• [Short problem]: Extract the records in full, leaving every picture out.

Excerpts from a detection dataset
::::::
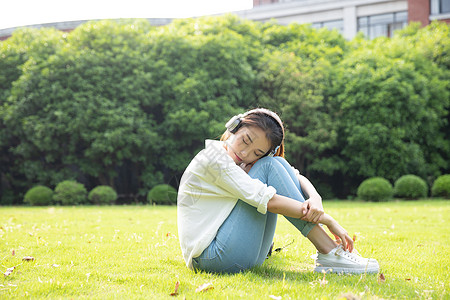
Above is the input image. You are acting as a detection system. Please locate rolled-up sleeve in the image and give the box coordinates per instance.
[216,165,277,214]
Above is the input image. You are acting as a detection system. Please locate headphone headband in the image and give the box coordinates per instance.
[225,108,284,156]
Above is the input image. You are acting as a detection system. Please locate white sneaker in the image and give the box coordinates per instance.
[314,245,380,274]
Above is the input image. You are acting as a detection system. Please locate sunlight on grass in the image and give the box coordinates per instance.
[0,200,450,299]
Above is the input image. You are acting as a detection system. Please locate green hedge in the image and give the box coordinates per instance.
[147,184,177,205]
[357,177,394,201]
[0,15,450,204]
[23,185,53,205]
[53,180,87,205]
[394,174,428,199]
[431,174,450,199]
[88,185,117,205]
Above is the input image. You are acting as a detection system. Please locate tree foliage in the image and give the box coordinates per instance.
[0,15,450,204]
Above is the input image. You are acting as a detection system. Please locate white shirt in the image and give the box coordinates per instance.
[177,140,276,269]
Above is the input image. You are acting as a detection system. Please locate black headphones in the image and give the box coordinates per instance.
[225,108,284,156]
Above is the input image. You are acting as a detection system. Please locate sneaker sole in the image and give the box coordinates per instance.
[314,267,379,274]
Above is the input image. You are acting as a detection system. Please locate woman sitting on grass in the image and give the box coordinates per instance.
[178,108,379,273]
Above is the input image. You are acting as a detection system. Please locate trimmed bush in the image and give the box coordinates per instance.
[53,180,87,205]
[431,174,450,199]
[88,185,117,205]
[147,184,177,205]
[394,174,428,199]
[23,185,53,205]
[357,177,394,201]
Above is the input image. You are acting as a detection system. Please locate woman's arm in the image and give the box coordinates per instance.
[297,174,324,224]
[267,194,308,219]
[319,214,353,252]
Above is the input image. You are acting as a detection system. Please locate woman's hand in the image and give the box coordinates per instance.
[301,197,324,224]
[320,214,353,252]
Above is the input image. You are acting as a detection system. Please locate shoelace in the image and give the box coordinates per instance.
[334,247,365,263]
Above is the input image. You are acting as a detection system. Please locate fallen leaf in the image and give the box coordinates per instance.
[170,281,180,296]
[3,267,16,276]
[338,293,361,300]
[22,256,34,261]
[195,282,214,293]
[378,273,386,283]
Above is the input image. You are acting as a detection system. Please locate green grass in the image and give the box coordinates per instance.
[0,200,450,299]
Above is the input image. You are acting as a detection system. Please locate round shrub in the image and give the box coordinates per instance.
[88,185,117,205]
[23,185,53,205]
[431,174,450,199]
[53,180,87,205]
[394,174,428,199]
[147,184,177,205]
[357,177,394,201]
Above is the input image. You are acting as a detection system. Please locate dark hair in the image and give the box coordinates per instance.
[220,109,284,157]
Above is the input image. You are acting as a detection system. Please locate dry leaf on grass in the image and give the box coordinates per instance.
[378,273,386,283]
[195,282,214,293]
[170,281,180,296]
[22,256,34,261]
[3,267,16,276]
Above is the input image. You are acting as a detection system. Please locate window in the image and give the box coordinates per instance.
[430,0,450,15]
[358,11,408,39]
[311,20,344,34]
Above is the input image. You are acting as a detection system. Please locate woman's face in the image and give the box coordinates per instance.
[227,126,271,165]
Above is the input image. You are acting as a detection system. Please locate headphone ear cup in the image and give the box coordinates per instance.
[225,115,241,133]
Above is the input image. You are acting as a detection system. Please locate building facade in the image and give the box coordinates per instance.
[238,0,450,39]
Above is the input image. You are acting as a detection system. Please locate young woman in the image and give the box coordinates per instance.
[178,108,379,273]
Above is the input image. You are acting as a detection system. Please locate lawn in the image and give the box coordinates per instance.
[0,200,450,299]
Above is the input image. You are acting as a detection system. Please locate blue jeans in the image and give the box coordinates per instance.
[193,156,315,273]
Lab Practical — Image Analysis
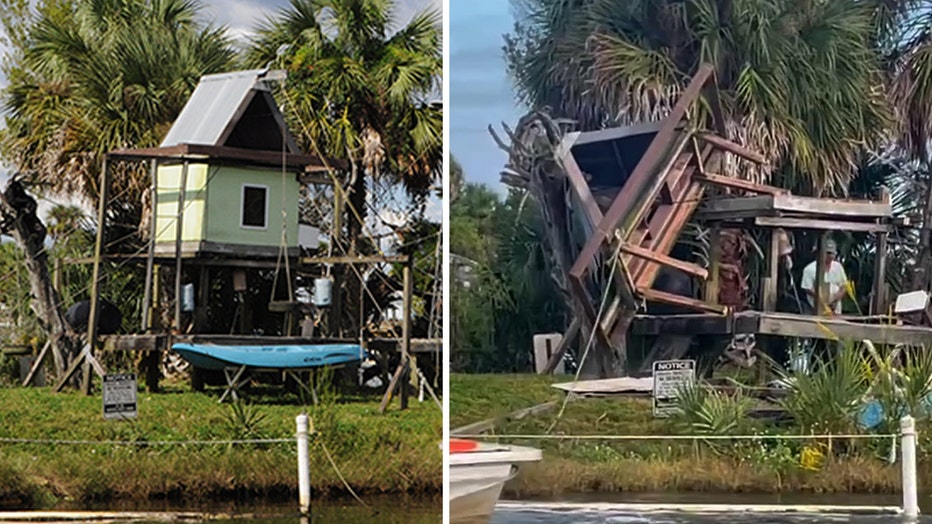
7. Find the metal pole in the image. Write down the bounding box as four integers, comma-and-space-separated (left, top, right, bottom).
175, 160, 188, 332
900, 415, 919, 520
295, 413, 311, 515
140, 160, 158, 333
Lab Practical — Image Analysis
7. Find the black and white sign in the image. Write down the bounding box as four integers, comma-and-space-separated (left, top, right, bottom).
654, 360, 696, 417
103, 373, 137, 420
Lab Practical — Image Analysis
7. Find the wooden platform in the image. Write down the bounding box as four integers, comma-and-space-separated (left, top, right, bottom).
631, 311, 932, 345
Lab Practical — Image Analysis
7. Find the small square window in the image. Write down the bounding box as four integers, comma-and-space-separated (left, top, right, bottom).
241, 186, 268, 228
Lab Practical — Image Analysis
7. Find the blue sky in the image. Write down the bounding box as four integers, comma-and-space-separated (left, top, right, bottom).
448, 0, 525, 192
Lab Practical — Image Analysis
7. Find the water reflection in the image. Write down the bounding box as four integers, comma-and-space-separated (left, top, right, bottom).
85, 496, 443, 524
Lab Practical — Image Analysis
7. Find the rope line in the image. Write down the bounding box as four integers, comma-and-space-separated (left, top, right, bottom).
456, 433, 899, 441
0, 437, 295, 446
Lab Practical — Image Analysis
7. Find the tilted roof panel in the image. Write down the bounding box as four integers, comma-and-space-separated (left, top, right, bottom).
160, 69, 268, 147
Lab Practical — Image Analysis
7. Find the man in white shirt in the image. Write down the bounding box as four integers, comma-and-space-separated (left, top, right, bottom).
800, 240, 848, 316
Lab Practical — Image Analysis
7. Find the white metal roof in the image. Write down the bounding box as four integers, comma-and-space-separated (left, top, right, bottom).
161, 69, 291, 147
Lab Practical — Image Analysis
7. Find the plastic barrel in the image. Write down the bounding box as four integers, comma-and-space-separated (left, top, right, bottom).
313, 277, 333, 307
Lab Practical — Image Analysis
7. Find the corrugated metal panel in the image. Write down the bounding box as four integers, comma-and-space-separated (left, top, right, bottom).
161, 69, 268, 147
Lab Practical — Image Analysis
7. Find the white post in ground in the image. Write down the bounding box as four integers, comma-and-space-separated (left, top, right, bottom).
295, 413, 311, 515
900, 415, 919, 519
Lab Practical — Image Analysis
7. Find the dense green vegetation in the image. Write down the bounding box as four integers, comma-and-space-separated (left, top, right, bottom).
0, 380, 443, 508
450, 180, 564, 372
::::::
• [The solution]:
Above is the input image. You are acting as a detection system. Please locate rolled-up sleeve in the image and give the box coordinates per instance.
[216,165,277,214]
Above is the input image. You are acting as a detection system. Please locate headphone headband in the image and give the box coordinates per instance.
[225,108,284,156]
Above is the input image. You are acting as a detection system. Please locate white sneaker in the image and give the box coordinates per instance.
[314,245,380,274]
Above is the input image. You are acting as a detection system. Please locate sunlight on grass in the image and give the box coordinates per instance.
[0,200,450,299]
Above is the input image. You are acting as a detection system. Please locate green hedge in the image and give the box coordinates per instance.
[147,184,177,205]
[357,177,394,201]
[0,15,450,204]
[23,185,53,205]
[53,180,87,205]
[394,174,428,199]
[431,174,450,199]
[88,185,117,205]
Above is the input image. You are acting as a detection system. Please locate tree foliage in the image and give the box coordinates per instance.
[0,15,450,204]
Above is the input image. You are acting as a detection system. Please locate white shirt in the image and give the box coordinates per instance.
[177,140,276,269]
Above is the input image. You are acting as a detection system. Please locate black headphones in the image and give the box coordinates per instance.
[225,108,284,156]
Above is the input image. You are acting as a detection system. Please locate sneaker sole in the image and give the box coordinates per instance.
[314,267,379,274]
Above is the input image. You are acting as a detection system. Please locate woman sitting on grass in the image and give the box coordinates per instance.
[178,108,379,273]
Above is the input image. You are acting as a detection system. Please locate trimmed bush in the image and give the box coordinates per instance.
[53,180,87,205]
[431,174,450,199]
[88,185,117,205]
[147,184,177,205]
[394,174,428,199]
[23,185,53,205]
[357,177,394,201]
Above is the input image. You are acting as a detection system. Please locate woman's arm in the image and give the box coordinates per instance.
[297,174,324,224]
[267,194,308,219]
[319,214,353,252]
Above is the input image. You are acting as a detection system. Please locate woman's hand in the image and give the box coordinates per instance.
[301,197,324,224]
[320,214,353,252]
Above is the input image. You are acting as a detection system. Please locate shoelace in the image and give the box coordinates per instance.
[334,247,365,263]
Above is the input image. You are acting as a detection system. Please locate fallen leaf in the image and give the box coordinates per instance.
[170,281,180,296]
[3,267,16,276]
[338,293,361,300]
[22,256,34,261]
[195,282,214,293]
[378,273,386,283]
Above is the input image. You are acting as a detection system. Please locate green grass in the image and give the box coordinates per instance.
[0,200,450,299]
Above is the input image. You are acting as a detection system. Please locate round shrub in the image and give the box coordinates per instance.
[88,185,117,205]
[23,185,53,205]
[431,174,450,199]
[53,180,87,205]
[394,174,428,199]
[147,184,177,205]
[357,177,394,201]
Above is the input image. You are acting as a detection system. Please locate dark hair in the image and give the box coordinates per instance.
[220,109,284,157]
Above is the input image. You are acting as a detection system. Please locate dry leaf on grass in the image and give the box coordinates per instance.
[378,273,386,283]
[195,282,214,293]
[170,281,180,296]
[22,256,34,261]
[3,267,16,276]
Above is the input image. You are acting as a detection system. Please locate window in the image and give the box coordinates per instance.
[430,0,450,15]
[358,11,408,39]
[311,20,344,34]
Above is the input image. You are acting as a detection system. Please locate woman's face in the image and give the box coordinates per instance.
[227,126,271,165]
Above is the input image. You are acting as a detection system. Please locate headphone ear cup in the image and give the box coordinates per instance.
[225,115,241,133]
Above is the input image. You are acting as a detection system. Please locate building facade in the image and give the box coordinates per instance.
[238,0,450,39]
Above is the input image. You are acting as a detection system. Please locate young woman in the image and give the box coordinates per instance.
[178,108,379,273]
Above is the input image. You are acting as a detection system. Please locate lawn in the image and give the box coordinates per instance.
[0,200,450,299]
Above is the input image. You are acting as a detection system. Please locate blue jeans in the image and give the box coordinates per instance.
[193,156,315,273]
Lab Practical — Image Analysis
7. Find the metal pole in the image. Write down the bounding box as four integers, comma-and-space-separated (left, top, right, bottom).
175, 160, 188, 332
900, 415, 919, 520
295, 413, 311, 515
140, 160, 158, 333
Lab Practical — Image Analysis
7. Find the black and white sign in the image. Write down the bounding box as four integers, comma-and-space-separated (left, top, right, bottom).
654, 360, 696, 417
103, 373, 137, 420
Lab Practical — Image Analysis
7. Find the wooden platform in the image. Write down the bounding box as four integers, comma-and-space-separated (left, top, right, bottom).
631, 311, 932, 345
Lab Practical — Image Analysis
7. Find the small square window in the image. Write down the bounding box as four integers, comma-and-space-separated (left, top, right, bottom).
241, 186, 268, 228
Lab Practical — Image Analysis
7. Find the blue sky in the image. Write down the bounding box as four integers, comma-and-space-separated (left, top, right, bottom).
448, 0, 525, 192
Lab Practical — Image Analysis
7. Find the water reflection in the image. Write down the bounding box as four integers, comma-and-space-separated (left, top, right, bottom).
85, 496, 443, 524
Lab Practical — Image Analysis
7. Find the rope line in the image. Write down the bounding box as four integers, comma-and-space-separated (left, top, right, bottom).
456, 433, 899, 441
0, 437, 295, 446
Lab Practical — Image Analysis
7. Find the tilted roof panel in the image. Write down the bounding box as four integers, comma-and-space-separated (left, top, right, bottom).
160, 69, 268, 147
Lab Practical — Image Analysis
7. Find the man in white shirt in the image. Write down the bounding box as four integers, comma-and-space-separated (left, top, right, bottom).
800, 240, 848, 316
Lab Practical — Image Analysis
7. Find the white metal roof in the image. Write down the bounding box as four integers, comma-and-space-separated (left, top, right, bottom).
161, 69, 291, 147
Lab Practical — Image Analysis
7. Find the plastic barrel in the image. Write down the bounding box as four integers, comma-and-space-separated (left, top, right, bottom).
313, 277, 333, 307
Lab Practical — Image Analysis
7. Find the corrugated metal panel in the image. Write down the bounding box as four integers, comma-and-space-separated (left, top, right, bottom).
161, 69, 268, 147
Lab Practical — Image Analysis
7. Find the white post in ground in the image. Write down the bounding box as four integers, comma-and-space-separated (left, top, right, bottom).
295, 413, 311, 515
900, 415, 919, 519
Lab Practical — Image Analysis
7. Find the dense green vegetation in the image. Write down the bounding box as four integers, comma-and-space-separated (left, top, right, bottom).
0, 380, 443, 508
450, 180, 564, 372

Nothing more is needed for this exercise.